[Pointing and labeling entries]
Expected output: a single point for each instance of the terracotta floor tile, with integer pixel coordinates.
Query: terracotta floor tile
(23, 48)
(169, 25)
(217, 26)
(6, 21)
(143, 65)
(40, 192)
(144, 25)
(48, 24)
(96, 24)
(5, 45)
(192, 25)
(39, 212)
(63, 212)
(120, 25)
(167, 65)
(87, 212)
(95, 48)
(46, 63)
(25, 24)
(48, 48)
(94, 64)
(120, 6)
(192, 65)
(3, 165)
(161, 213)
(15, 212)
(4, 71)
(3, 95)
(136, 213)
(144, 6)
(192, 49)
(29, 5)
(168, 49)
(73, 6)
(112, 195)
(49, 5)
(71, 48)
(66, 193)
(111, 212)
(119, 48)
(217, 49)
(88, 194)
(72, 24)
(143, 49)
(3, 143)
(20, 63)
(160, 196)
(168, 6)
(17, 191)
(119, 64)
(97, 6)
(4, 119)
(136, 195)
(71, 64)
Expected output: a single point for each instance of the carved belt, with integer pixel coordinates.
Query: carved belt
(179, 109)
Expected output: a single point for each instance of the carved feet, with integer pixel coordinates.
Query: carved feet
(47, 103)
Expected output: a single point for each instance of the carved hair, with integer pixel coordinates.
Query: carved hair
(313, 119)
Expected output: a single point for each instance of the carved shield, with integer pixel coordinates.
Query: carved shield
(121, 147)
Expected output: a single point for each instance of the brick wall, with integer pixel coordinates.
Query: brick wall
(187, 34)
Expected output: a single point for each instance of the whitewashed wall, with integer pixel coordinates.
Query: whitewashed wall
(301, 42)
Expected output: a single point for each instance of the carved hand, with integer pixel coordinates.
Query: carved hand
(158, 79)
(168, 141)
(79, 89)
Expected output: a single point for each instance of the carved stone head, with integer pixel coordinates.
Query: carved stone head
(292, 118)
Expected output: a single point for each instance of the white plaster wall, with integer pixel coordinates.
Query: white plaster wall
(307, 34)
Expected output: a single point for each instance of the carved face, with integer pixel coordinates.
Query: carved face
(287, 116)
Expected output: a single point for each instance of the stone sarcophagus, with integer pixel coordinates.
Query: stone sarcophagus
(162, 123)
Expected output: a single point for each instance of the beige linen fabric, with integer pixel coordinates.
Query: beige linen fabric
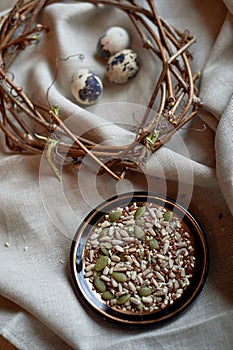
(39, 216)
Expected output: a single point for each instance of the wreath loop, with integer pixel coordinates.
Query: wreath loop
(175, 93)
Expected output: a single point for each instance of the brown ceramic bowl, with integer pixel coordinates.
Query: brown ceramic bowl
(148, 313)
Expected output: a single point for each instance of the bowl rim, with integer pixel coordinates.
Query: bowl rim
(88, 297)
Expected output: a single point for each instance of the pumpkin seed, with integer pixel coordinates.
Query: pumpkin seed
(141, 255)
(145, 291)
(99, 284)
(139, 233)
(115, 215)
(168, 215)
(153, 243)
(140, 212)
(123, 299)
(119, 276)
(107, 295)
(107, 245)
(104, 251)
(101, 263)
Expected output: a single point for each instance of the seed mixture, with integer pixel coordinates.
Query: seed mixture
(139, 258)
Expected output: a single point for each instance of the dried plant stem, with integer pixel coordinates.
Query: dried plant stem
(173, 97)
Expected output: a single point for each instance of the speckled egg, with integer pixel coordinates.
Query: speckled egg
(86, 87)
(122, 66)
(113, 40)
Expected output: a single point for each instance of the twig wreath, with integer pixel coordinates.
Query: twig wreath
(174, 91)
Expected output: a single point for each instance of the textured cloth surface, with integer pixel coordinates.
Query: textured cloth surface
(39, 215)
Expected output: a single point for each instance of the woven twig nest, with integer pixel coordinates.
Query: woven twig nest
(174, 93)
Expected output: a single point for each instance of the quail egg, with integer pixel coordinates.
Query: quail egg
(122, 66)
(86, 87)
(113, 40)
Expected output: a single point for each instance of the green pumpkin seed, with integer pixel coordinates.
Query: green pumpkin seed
* * *
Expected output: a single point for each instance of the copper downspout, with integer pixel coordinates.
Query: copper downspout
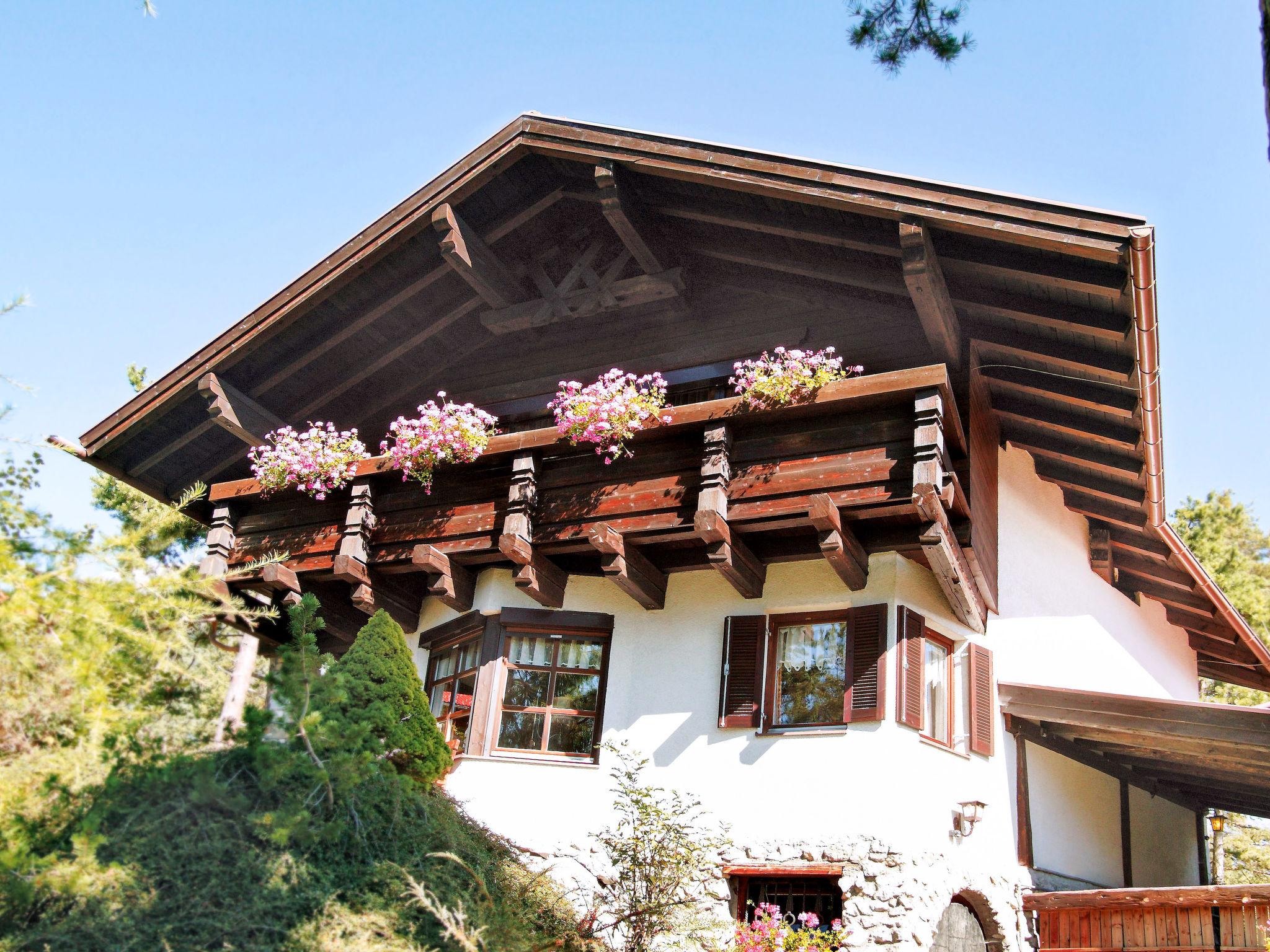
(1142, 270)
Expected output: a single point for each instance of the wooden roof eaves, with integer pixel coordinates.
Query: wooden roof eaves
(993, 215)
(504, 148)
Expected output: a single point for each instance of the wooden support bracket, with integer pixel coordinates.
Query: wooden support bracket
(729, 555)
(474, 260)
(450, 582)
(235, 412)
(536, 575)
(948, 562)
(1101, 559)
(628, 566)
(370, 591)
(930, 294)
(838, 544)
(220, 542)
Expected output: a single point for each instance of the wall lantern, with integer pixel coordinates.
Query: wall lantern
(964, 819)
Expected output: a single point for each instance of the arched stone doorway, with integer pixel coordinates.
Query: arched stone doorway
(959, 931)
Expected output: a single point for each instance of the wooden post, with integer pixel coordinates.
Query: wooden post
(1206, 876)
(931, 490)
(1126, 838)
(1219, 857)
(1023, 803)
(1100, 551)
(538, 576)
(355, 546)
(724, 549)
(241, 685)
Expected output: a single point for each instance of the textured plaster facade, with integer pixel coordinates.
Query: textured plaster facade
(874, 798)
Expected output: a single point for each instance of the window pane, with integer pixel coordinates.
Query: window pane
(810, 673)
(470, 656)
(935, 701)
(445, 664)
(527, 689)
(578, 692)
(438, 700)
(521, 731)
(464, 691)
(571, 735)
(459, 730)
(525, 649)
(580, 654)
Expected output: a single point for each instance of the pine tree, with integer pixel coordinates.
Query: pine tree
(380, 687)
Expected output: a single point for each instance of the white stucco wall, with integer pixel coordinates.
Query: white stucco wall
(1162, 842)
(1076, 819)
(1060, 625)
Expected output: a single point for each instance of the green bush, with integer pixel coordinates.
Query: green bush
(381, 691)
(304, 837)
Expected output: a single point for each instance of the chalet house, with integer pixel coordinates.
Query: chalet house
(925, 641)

> [Task objective]:
In everything from the line containing "stucco wall, with integer pixel coordinates." down to the line containing "(1060, 625)", swap "white stucco wall" for "cream plaster wall" and write out only those lines with nothing else altered.

> [Worked answer]:
Expected output: a single point for each instance of the cream plaster wall, with integer pixel coordinates.
Query: cream plaster wall
(1162, 842)
(1076, 819)
(1060, 625)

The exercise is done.